### SHORT TASK
Copy out every line of the items below, word for word.

━━ LISTING ━━

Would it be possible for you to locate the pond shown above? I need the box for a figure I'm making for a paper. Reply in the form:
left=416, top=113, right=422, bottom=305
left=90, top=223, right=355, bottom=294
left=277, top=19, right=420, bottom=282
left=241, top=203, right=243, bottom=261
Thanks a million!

━━━

### PROBLEM SOLUTION
Would it be possible for you to locate the pond shown above? I need the box for a figure I'm making for a paper. Reply in the form:
left=416, top=113, right=422, bottom=305
left=90, top=223, right=355, bottom=294
left=277, top=19, right=420, bottom=282
left=241, top=203, right=243, bottom=261
Thanks a million!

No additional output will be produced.